What needs to be done: The reply must consist of the complete listing, reproduced exactly, with no images included.
::::
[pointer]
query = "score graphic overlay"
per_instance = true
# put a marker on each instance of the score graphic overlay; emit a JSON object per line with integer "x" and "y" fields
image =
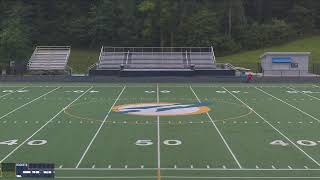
{"x": 21, "y": 170}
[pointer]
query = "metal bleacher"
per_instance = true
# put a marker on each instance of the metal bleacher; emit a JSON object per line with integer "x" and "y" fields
{"x": 159, "y": 61}
{"x": 49, "y": 58}
{"x": 151, "y": 58}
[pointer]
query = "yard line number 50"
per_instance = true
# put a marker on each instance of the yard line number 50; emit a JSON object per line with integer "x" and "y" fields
{"x": 148, "y": 142}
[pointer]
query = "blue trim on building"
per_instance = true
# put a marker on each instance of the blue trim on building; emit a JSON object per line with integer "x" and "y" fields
::::
Completed task:
[pointer]
query = "score graphic overlay"
per_instance = true
# put a marker on each instance of the score graphic overlay; emit a JSON object per line with integer "x" and "y" fields
image =
{"x": 21, "y": 170}
[pointer]
query = "metal bleacher"
per_instance = true
# put a marker on each instance of the metal bleacher; emit a JSON object per line with integer "x" and "y" fields
{"x": 159, "y": 61}
{"x": 49, "y": 58}
{"x": 151, "y": 58}
[pointer]
query = "yard line number 50"
per_instance = true
# put a marker on each instance of the yard line number 50; emit a JSON object per line with integer "x" and "y" fields
{"x": 148, "y": 142}
[pointer]
query = "blue trim on building"
per_instance = true
# put a marker on each instance of the blue trim on building; emit a JSON object per line with integer "x" and "y" fields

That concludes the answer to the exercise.